EXTRAIT FOURNI:
□ □ □ □ □ □ □

À propos de l'étude

Ce texte de vulgarisation résume l’article de David Pelletier, « Combien d’enfants en double résidence ou en garde partagée ? Sources et mesures dans les contextes québécois et canadien », publié en 2017, dans Cahiers québécois de démographie, vol. 46, no° 1, p. 101-127.

  • Faits saillants

  • Le nombre d’enfants en garde partagée au Québec augmente et il est plus élevé que dans le reste du Canada.
  • Combien sont-ils? Bonne question! Les outils statistiques ne permettent pas de donner une réponse précise.
  • Les enquêtes statistiques devraient intégrer les points de vue des deux parents et celui de l’enfant, afin d’obtenir un portrait fiable du phénomène de garde partagée des enfants québécois.

Henri vit chez sa mère, Aïda passe la fin de semaine chez son père et Marianne vit une semaine sur deux chez chacun de ses parents. Ces situations sont loin d’être exceptionnelles : près de la moitié des enfants québécois nés à la fin des années 1990 ont vu leurs parents se séparer avant l’âge de 15 ans. La garde partagée, ou double résidence, est de plus en plus populaire auprès des parents. Combien d’enfants québécois sont donc en garde partagée aujourd’hui ? Si la question paraît simple, la réponse est loin de l’être.

C’est cette question qui anime l’étude de David Pelletier, chercheur postdoctoral en démographie au centre Urbanisation Culture Société de l’Institut national de la recherche scientifique. Pour y répondre, il compare différentes sources statistiques québécoises[1] et canadiennes[2], ainsi que des données administratives et judiciaires[3] comprenant des informations sur la résidence des enfants, après la séparation de leurs parents.

□ □ □ □ □ □ □

CONSIGNES:
• A. D'après le texte sur la garde partagée, quelle part des enfants québécois nés à la fin des années 1990 ont vu leurs parents se séparer avant l'âge de 15 ans ?
• B. Rédigez la suite du texte sur la garde partagée au Québec, en reprenant juste après sa dernière phrase.
Les lignes qui suivent n'ont aucun rapport avec le texte sur la garde partagée.

□ □ □ □ □ □ □

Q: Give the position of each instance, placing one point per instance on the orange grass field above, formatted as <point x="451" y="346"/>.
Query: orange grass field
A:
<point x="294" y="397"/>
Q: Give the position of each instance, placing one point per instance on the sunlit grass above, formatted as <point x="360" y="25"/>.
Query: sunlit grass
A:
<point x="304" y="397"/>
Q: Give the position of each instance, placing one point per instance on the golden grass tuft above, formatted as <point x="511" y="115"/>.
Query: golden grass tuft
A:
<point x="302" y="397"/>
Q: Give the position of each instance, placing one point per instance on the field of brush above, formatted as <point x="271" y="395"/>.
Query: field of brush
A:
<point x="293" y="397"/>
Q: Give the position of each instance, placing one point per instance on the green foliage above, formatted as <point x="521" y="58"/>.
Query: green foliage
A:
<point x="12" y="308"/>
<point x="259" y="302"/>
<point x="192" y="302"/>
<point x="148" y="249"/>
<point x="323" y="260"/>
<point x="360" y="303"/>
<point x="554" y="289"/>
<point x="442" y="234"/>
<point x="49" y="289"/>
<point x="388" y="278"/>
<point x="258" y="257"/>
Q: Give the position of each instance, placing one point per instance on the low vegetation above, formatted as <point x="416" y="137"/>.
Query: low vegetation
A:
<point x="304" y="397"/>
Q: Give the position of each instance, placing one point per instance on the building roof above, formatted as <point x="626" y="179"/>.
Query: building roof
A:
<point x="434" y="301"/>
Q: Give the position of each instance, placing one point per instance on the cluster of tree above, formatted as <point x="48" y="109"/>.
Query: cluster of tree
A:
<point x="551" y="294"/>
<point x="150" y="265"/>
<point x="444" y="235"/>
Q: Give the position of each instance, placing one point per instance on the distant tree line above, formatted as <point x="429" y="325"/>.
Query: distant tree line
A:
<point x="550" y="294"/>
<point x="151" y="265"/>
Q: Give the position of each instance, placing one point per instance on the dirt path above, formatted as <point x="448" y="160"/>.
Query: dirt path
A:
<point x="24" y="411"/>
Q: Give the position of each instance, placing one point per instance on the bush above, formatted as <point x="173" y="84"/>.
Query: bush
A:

□ □ □ □ □ □ □

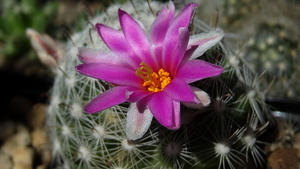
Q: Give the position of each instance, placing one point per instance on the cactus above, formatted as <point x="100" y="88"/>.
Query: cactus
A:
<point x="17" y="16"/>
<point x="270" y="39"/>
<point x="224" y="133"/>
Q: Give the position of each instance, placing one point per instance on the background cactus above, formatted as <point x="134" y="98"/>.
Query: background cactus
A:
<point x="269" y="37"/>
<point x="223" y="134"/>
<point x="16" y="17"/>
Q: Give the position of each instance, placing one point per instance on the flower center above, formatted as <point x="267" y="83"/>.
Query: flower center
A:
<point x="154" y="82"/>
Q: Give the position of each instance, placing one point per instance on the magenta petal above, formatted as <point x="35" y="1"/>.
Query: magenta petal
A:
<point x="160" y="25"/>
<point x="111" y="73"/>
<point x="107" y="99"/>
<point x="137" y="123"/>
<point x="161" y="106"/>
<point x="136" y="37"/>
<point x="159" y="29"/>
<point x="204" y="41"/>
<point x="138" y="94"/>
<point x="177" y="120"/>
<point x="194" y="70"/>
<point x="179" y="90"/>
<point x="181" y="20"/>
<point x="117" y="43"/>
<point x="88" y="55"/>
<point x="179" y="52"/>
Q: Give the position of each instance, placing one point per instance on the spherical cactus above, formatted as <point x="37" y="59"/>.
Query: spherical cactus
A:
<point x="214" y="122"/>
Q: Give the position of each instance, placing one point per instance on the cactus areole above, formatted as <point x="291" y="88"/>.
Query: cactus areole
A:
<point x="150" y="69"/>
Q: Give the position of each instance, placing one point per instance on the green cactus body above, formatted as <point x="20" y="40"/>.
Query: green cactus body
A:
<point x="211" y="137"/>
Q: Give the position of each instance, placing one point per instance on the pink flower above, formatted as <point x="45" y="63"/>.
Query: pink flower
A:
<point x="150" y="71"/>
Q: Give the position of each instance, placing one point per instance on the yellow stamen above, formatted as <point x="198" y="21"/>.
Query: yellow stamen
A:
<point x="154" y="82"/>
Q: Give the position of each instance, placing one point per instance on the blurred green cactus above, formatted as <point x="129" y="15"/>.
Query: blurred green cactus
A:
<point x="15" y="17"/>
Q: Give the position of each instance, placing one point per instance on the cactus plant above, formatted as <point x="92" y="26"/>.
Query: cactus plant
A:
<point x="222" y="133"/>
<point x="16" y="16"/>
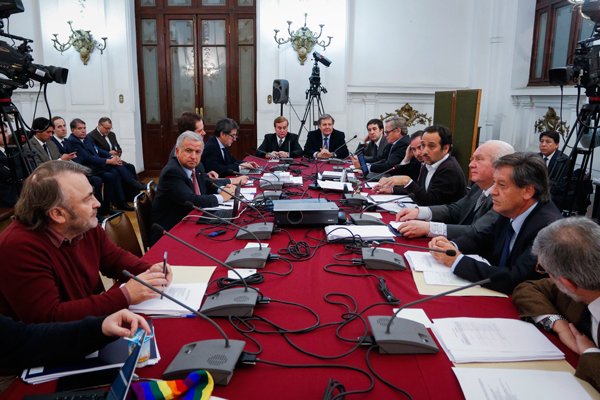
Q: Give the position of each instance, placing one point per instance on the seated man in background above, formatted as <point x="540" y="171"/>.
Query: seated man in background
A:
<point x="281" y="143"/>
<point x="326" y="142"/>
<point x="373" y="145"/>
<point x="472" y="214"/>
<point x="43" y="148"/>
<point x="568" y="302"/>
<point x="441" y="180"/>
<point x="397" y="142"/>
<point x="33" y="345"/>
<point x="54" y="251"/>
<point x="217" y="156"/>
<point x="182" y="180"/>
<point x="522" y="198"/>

□ □ □ □ □ □ □

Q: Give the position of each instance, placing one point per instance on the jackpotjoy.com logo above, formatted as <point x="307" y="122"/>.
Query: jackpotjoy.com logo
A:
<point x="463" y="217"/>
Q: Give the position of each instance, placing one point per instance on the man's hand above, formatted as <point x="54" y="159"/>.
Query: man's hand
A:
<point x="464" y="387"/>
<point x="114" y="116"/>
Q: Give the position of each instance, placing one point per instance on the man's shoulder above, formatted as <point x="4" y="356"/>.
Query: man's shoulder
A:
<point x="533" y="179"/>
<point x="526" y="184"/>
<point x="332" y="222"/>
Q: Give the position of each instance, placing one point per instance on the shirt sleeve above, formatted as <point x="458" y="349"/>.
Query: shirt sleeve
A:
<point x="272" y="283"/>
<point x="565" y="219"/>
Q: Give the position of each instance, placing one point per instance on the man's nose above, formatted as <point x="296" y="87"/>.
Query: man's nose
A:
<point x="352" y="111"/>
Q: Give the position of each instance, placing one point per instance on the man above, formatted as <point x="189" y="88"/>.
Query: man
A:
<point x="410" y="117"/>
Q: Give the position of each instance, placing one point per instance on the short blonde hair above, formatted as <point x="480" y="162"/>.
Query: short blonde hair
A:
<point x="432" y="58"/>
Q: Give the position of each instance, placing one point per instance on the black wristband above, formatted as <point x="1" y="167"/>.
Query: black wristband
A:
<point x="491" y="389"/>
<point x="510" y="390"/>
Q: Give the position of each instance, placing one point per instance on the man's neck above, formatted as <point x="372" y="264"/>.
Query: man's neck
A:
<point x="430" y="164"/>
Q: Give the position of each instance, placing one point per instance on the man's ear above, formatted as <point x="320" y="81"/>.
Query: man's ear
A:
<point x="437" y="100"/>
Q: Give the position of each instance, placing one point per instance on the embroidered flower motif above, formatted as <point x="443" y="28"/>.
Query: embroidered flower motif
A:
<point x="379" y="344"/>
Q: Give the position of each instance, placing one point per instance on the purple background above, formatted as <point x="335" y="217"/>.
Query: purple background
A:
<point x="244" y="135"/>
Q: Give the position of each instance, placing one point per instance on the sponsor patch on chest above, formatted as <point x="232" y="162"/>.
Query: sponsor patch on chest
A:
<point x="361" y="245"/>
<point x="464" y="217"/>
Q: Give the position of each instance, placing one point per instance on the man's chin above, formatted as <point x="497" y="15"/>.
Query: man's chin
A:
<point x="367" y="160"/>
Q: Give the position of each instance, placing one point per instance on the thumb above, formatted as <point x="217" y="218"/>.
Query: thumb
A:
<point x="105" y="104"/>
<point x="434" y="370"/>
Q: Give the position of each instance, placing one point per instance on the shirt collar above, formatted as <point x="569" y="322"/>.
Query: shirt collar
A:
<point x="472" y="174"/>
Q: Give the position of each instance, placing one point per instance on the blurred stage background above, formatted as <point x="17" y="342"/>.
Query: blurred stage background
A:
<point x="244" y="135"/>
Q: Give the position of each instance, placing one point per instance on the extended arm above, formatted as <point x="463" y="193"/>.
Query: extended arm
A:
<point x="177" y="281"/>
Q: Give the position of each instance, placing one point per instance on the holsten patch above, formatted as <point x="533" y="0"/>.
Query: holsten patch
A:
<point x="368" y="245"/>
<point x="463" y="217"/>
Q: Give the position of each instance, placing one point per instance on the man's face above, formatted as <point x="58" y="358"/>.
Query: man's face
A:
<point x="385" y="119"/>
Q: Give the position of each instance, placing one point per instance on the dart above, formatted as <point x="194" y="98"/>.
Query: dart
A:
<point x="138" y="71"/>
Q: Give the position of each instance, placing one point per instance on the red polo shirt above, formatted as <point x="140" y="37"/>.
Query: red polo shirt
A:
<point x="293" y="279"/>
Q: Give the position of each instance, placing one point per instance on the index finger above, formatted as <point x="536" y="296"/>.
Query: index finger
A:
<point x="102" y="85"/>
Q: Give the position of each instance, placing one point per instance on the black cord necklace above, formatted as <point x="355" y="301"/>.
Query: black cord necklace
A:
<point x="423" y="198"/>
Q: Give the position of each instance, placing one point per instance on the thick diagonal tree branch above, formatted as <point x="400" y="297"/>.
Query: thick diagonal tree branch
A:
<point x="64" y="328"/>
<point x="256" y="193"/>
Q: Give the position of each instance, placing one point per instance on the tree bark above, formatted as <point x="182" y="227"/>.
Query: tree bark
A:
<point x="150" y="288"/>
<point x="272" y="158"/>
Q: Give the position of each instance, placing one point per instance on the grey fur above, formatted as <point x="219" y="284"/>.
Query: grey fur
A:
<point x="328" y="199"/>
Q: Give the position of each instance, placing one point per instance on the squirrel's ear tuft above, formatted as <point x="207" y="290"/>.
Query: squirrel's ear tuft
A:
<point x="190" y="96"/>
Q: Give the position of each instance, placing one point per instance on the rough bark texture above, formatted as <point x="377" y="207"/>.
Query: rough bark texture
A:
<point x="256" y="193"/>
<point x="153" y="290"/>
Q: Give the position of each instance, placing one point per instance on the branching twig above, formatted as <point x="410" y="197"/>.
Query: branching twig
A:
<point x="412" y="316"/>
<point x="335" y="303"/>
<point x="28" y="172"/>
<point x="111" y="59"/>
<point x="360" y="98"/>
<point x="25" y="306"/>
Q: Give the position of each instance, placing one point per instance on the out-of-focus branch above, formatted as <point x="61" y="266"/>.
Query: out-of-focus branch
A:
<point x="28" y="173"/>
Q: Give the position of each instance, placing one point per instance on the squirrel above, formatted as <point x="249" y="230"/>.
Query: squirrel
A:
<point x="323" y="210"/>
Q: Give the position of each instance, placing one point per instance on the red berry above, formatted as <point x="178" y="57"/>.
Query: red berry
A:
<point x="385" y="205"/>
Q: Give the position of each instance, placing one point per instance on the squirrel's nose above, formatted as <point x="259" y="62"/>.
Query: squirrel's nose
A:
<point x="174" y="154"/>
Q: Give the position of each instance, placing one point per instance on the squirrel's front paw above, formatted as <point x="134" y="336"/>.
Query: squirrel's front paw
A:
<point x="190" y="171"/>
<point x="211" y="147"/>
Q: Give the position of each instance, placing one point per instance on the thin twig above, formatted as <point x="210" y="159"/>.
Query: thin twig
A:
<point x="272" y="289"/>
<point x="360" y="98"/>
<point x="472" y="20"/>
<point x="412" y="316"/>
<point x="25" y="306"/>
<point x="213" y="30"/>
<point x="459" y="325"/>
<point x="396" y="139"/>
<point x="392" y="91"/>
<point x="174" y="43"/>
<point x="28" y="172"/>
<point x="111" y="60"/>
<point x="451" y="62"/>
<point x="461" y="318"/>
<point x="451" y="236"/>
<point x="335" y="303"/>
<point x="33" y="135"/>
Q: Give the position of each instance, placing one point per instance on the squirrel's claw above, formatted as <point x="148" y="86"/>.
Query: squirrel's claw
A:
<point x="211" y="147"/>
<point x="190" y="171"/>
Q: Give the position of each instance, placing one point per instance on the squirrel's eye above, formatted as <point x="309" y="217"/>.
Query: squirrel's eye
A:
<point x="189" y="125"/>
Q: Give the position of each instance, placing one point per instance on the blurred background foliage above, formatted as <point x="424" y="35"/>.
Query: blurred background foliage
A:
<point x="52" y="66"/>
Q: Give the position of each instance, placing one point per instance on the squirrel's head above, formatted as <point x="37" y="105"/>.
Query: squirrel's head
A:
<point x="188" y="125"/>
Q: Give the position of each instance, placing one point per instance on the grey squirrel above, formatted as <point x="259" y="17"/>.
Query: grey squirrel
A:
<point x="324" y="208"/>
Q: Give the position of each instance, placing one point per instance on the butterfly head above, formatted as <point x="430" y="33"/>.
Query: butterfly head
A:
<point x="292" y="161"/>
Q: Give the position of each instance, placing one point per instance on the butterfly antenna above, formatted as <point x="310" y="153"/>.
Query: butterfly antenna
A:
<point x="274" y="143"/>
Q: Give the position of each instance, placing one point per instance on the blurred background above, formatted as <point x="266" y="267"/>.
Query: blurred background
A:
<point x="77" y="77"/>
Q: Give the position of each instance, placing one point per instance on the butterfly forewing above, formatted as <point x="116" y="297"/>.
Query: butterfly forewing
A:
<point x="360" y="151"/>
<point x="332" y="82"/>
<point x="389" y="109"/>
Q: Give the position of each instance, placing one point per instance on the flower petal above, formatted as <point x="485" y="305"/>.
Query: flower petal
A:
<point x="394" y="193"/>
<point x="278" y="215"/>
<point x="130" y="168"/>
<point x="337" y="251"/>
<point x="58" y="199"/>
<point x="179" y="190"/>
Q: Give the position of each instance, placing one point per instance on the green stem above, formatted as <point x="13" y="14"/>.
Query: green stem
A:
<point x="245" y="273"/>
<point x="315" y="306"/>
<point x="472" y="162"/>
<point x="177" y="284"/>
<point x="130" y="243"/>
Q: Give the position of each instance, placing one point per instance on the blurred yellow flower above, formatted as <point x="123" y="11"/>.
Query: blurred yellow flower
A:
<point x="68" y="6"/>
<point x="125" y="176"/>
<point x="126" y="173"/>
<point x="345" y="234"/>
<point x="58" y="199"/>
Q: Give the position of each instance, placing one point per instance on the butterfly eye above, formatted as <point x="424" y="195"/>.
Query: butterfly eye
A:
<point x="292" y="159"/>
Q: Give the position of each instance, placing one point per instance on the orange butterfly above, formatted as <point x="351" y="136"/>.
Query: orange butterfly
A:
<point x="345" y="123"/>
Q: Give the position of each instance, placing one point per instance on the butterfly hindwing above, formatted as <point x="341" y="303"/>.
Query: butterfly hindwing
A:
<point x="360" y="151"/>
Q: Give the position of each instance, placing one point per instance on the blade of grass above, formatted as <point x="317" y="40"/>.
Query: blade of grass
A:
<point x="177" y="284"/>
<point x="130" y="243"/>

□ □ □ □ □ □ □

RÉPONSES ATTENDUES:
• A. Près de la moitié.

• B.
À la lumière des résultats, certains chiffres sont sans équivoque : la garde partagée est en hausse, et ce, davantage au Québec que dans le reste du Canada. Or, impossible de connaître la proportion précise d’enfants québécois en double résidence. Le problème? Pour l’auteur, il se trouve du côté des outils statistiques…

La garde partagée en hausse au Québec

Au Québec spécifiquement, la proportion d’enfants en garde partagée a plus que triplé entre 1997 et 2009, selon le ministère de la Justice. Auparavant, la garde de l’enfant, en cas de séparation, allait exclusivement à l’un des parents, et souvent à la mère. Bien que les gardes exclusives reviennent encore aujourd’hui majoritairement aux mères, M. Pelletier note une baisse de cette tendance. De l’autre côté, il observe une augmentation des gardes partagées, une option de plus en plus choisie par les parents qui se séparent.

La garde partagée a la cote… surtout au Québec

Les parents québécois choisissent davantage la garde partagée que les parents du reste du Canada. En fait, la proportion d’enfants en garde partagée est trois à quatre fois plus élevée dans la Belle province que dans le reste du pays, selon deux enquêtes utilisées par l’auteur.[4] Pourquoi le Québec se distingue-t-il? Le chercheur avance quelques hypothèses, sans pour autant avoir de réponse précise.

Les cadres juridiques distincts du Québec et des autres provinces canadiennes y sont peut-être pour quelque chose. L’auteur rappelle qu’au Québec, le Code civil présume qu’en cas de séparation, la garde sera partagée, ce qui n’est pas le cas dans le Common law.

D’autres éléments du système judiciaire pourraient être en cause, selon Pelletier. Les juges québécois octroieraient-ils davantage la garde partagée dans leur évaluation de l’intérêt de l’enfant après une séparation? La médiation familiale se serait-elle plus rapidement institutionnalisée au Québec? Voilà plusieurs questionnements soulevés par l’auteur, qui ne peut cependant offrir de réponse.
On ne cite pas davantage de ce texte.